MATERIAL SHOWN:
+--

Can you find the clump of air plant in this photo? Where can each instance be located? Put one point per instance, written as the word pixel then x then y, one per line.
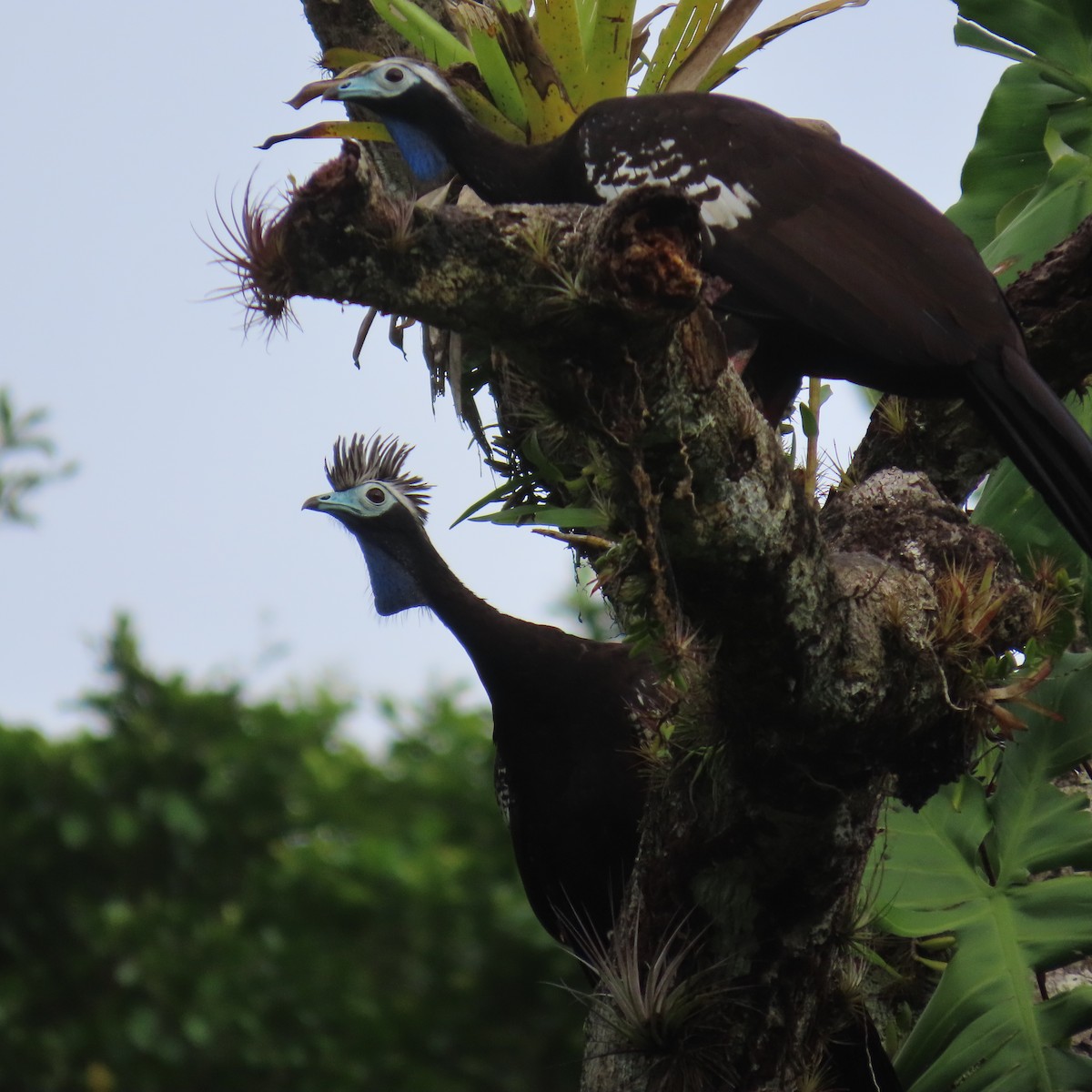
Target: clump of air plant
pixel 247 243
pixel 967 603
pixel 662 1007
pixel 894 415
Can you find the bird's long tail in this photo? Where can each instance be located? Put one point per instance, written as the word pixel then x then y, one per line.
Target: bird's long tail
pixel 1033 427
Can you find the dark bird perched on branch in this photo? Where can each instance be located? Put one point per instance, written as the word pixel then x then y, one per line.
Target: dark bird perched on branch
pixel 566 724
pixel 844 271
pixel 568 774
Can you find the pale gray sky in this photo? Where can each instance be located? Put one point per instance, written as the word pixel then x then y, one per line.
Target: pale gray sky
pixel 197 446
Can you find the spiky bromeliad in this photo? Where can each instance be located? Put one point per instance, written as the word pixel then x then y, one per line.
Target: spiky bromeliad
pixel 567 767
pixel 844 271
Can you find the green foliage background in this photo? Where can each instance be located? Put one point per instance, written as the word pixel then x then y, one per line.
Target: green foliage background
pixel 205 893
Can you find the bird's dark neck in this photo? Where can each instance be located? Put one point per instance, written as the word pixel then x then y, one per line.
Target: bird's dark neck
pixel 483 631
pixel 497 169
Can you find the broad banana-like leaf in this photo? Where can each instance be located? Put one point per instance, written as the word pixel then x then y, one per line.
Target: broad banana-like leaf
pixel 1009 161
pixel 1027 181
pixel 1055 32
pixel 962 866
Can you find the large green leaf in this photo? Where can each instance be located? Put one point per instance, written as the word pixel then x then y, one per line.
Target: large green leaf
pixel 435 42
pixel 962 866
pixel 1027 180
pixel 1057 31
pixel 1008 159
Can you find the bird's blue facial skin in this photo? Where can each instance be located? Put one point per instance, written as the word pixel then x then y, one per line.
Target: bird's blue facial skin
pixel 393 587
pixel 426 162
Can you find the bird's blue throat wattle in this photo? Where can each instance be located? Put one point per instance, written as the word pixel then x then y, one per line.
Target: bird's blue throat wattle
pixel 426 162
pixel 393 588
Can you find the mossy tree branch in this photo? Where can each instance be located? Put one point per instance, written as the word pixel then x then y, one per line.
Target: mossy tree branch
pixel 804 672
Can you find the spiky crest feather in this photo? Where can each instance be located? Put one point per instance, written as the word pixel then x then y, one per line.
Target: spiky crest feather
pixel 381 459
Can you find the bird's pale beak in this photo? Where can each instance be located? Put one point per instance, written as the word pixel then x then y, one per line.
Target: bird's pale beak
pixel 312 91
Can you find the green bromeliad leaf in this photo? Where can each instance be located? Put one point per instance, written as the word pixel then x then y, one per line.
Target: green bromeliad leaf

+--

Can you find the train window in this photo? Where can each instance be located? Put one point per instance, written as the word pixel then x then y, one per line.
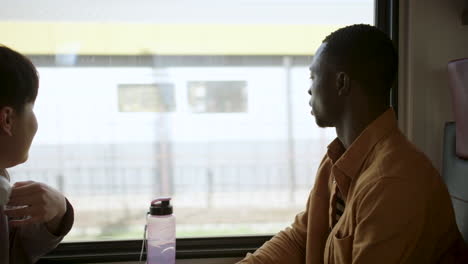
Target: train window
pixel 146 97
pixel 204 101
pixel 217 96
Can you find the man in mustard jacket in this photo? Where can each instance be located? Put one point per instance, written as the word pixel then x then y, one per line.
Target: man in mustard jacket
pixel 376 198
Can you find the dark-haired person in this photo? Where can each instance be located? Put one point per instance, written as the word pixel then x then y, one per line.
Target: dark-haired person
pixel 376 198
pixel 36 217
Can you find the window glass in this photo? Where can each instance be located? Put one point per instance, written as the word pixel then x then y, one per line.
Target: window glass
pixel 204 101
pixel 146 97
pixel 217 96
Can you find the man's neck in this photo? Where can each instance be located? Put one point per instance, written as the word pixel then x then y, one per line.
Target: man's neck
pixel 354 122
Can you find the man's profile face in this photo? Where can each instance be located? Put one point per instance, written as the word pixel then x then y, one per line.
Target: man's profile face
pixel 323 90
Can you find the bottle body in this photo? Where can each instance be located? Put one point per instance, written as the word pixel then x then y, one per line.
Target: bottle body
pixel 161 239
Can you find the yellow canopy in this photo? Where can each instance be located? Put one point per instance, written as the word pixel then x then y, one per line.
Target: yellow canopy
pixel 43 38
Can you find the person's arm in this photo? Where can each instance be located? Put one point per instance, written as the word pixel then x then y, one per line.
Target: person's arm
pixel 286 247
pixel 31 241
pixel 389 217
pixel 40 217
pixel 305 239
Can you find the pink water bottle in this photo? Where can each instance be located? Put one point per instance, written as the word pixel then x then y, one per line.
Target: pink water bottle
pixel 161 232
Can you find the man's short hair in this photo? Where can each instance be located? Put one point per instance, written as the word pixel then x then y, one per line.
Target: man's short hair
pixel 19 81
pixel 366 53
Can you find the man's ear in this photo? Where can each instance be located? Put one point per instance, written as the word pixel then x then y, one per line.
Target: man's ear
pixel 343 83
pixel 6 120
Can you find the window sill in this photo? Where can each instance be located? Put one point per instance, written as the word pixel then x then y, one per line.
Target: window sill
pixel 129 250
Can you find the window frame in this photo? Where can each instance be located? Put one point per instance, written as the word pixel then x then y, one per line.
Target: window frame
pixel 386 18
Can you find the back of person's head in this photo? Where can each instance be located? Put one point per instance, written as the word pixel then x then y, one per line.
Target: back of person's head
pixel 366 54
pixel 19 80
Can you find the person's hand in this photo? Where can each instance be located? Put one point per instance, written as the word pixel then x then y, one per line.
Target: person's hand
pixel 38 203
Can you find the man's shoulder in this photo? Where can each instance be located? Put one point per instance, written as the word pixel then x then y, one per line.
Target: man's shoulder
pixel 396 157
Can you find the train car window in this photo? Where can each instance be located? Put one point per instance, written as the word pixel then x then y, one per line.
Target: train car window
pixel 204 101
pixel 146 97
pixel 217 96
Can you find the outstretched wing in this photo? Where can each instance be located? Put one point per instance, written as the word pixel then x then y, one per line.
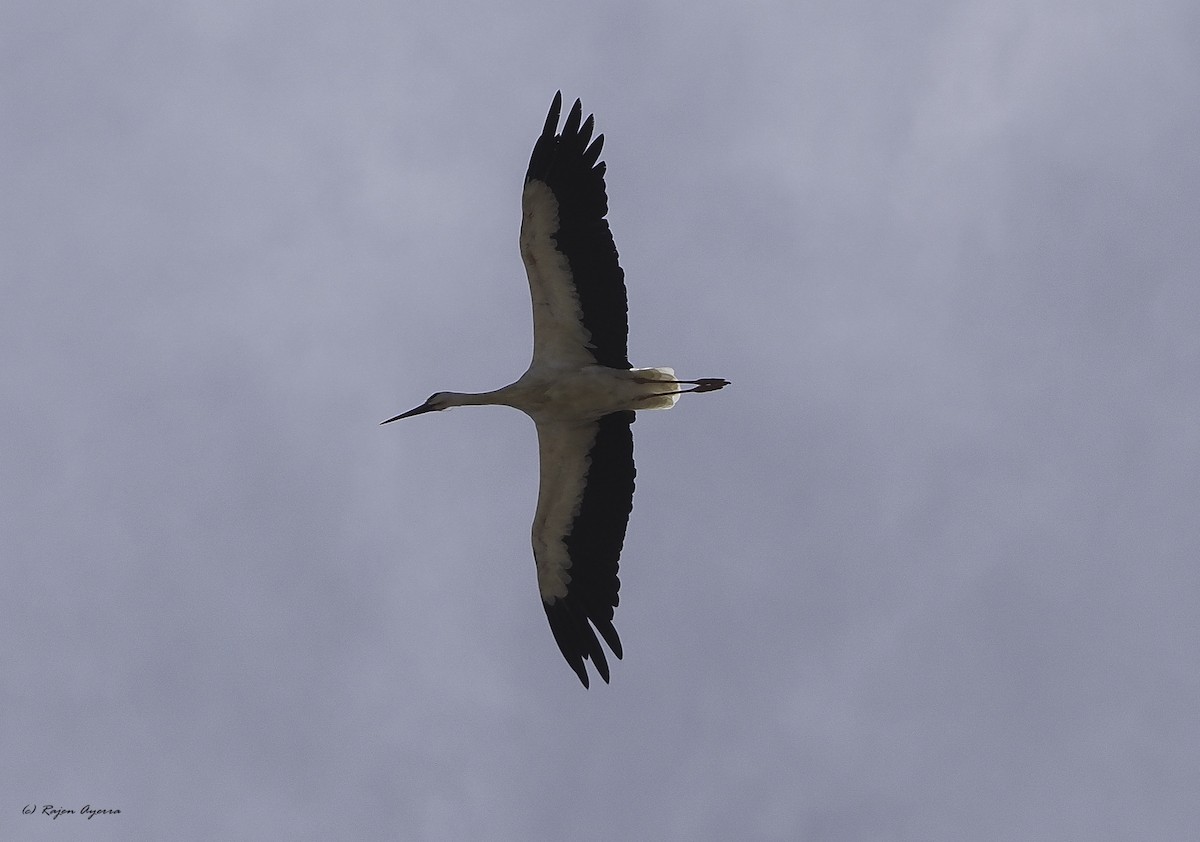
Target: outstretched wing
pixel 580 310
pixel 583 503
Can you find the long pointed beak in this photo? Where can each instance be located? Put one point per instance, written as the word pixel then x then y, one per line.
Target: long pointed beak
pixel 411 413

+--

AIM OF THE EXERCISE: Write out, word for word, the lines of the data above that run from the line holding "Can you find the large" through the line holding "pixel 804 672", including both of those lines.

TASK OUTPUT:
Can you find the large green leaf in this photo? Where can each instance be located? Put one point per instance, written as the word pixel then x then y, one per line.
Target: large green leaf
pixel 435 42
pixel 962 866
pixel 1027 180
pixel 1057 31
pixel 1008 159
Can you find the bird's blue facial skin in this photo? Where can each instance be located? Put one point per instance, written as the word pixel then x then y, one per line.
Target: bird's blue facial skin
pixel 393 587
pixel 426 162
Can you find the bird's blue throat wattle in this photo? Where can each instance be located? Put one point per instance, written as the word pixel then x then y, one per line.
Target: bird's blue throat wattle
pixel 426 162
pixel 393 588
Can you find the mossy tree branch in this photo? Where can each instance be located? Put one point per instance, written as the word pixel then x then y, one per line.
Target: mossy tree branch
pixel 804 672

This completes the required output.